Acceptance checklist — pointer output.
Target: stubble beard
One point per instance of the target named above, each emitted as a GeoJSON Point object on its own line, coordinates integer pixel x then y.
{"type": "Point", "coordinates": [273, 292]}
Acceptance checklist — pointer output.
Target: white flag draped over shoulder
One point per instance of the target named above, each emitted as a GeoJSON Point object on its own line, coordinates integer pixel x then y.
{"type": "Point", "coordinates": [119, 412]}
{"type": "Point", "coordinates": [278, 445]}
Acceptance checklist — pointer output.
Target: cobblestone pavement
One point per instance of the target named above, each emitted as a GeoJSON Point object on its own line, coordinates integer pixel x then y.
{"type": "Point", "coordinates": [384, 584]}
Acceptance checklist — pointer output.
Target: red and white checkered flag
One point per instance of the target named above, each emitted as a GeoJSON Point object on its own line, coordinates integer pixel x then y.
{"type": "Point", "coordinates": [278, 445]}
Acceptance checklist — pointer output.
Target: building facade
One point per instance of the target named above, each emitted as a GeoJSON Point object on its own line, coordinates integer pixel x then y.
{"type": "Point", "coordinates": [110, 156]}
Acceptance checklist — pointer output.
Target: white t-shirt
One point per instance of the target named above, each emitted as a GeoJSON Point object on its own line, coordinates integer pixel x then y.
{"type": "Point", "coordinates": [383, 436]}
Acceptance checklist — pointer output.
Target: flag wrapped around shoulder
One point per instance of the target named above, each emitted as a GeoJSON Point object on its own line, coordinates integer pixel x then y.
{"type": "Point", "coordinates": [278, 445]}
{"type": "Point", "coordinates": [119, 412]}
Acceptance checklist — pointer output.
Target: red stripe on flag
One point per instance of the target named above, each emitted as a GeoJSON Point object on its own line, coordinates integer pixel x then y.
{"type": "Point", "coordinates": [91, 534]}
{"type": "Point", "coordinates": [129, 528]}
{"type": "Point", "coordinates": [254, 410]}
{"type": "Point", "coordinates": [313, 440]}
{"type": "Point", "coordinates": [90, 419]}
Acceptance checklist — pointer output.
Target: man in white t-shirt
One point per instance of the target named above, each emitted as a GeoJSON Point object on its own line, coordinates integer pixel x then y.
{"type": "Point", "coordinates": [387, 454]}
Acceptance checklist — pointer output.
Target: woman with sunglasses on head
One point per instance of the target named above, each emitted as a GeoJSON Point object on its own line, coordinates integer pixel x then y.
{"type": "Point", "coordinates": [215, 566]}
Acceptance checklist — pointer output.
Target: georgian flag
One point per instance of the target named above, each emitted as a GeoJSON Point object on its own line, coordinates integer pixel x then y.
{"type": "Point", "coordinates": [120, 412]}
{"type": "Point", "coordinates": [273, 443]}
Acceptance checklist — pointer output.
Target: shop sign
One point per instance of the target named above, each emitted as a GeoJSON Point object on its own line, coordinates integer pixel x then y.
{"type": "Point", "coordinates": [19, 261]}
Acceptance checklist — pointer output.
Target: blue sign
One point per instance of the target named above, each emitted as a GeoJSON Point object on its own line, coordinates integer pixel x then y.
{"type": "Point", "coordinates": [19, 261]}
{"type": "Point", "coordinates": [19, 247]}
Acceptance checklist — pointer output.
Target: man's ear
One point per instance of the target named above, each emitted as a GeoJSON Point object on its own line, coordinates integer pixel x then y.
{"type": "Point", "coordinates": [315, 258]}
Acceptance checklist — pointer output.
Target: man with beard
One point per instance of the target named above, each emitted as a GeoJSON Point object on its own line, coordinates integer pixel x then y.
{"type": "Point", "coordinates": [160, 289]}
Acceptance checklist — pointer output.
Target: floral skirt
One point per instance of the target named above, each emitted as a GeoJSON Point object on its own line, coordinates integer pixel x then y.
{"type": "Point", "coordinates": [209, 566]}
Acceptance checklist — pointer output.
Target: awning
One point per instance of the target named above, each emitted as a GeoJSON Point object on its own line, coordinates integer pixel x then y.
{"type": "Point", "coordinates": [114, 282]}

◆ WHAT IS NEEDED
Return the entries in full, keeping every line exactly as it is.

◆ COMPLETED TASK
Acceptance checklist — pointer output.
Target: stubble beard
One point per instance of the target named above, each emitted as a GeoJSON Point object on its own line, coordinates integer pixel x then y.
{"type": "Point", "coordinates": [273, 292]}
Acceptance checklist — pointer output.
Target: white flag draped over shoulder
One point per instance of the target named above, each emitted as a GeoJSON Point object on its own line, coordinates integer pixel x then y.
{"type": "Point", "coordinates": [119, 412]}
{"type": "Point", "coordinates": [278, 445]}
Acceptance checklist — pointer output.
Target: cobblestone pavement
One point per instance of the target named above, each emitted as a GeoJSON Point object on its own line, coordinates integer pixel x then y.
{"type": "Point", "coordinates": [384, 584]}
Acceptance checklist — pointer output.
Target: red and white checkered flag
One point per instance of the target named above, each emitted as a GeoJSON Point object on its own line, coordinates integer pixel x then y.
{"type": "Point", "coordinates": [278, 445]}
Acceptance checklist — pointer output.
Target: building facade
One point per instance of the target named above, each emitted as a GeoJSON Point object on its own line, coordinates integer pixel x then y.
{"type": "Point", "coordinates": [110, 156]}
Acceptance checklist — pointer output.
Target: white t-shirt
One point per instance of the target named above, each emitted as a GeoJSON Point object on its own line, coordinates integer pixel x then y.
{"type": "Point", "coordinates": [383, 436]}
Acceptance checklist — pointer output.
Target: flag wrapped around shoulder
One point per instance of the target named above, each emitted as a GeoJSON Point object on its own line, coordinates integer pixel x then y.
{"type": "Point", "coordinates": [278, 445]}
{"type": "Point", "coordinates": [119, 412]}
Acceptance checklist — pointer output.
Target: red stripe on flag
One point per instance of the target named above, each emitted as a GeoJSON Point object on its own line, coordinates integer pixel x then y.
{"type": "Point", "coordinates": [91, 534]}
{"type": "Point", "coordinates": [129, 528]}
{"type": "Point", "coordinates": [254, 410]}
{"type": "Point", "coordinates": [313, 440]}
{"type": "Point", "coordinates": [90, 419]}
Acceptance checklist — pointer output.
Target: man in white t-shirt
One point per instance of the target named above, each emitted as a GeoJSON Point object on its own line, coordinates integer pixel x then y.
{"type": "Point", "coordinates": [387, 454]}
Acceptance checklist — pointer output.
Target: woman with sunglasses on head
One point per instance of the target named above, each emitted as a GeoJSON Point object on its own line, coordinates integer pixel x then y.
{"type": "Point", "coordinates": [215, 566]}
Acceptance checklist — pointer output.
Target: georgian flag
One point per instance of the target named above, each emitted as a GeoJSON Point object on its own line, coordinates integer pixel x then y.
{"type": "Point", "coordinates": [120, 412]}
{"type": "Point", "coordinates": [273, 443]}
Acceptance checklist — pointer output.
Target: shop sign
One point per instance of the target named above, each emitted as a GeoJSON Point object on its own line, coordinates integer pixel x then y.
{"type": "Point", "coordinates": [19, 261]}
Acceptance checklist — pointer output.
Target: blue sign
One point per instance of the target named above, each emitted as a GeoJSON Point object on its own line, coordinates integer pixel x then y.
{"type": "Point", "coordinates": [19, 261]}
{"type": "Point", "coordinates": [19, 247]}
Acceptance checklist — pointer output.
Target: man's ear
One point per instance of the target named above, each emitted as a GeoJSON Point object on its own line, coordinates integer pixel x then y.
{"type": "Point", "coordinates": [315, 258]}
Acceptance checklist — pointer output.
Target: man with beard
One point per instance of the target named above, each emitted as a GeoJSON Point object on its own line, coordinates integer pixel x then y.
{"type": "Point", "coordinates": [160, 289]}
Acceptance checklist — pointer output.
Target: floral skirt
One point per instance of the target named above, each emitted as a GeoJSON Point object on its own line, coordinates integer pixel x then y.
{"type": "Point", "coordinates": [209, 566]}
Acceptance checklist — pointer output.
Target: awning
One point per instance of the target named above, each emitted as a GeoJSON Point object on its own line, coordinates integer pixel x then y.
{"type": "Point", "coordinates": [114, 282]}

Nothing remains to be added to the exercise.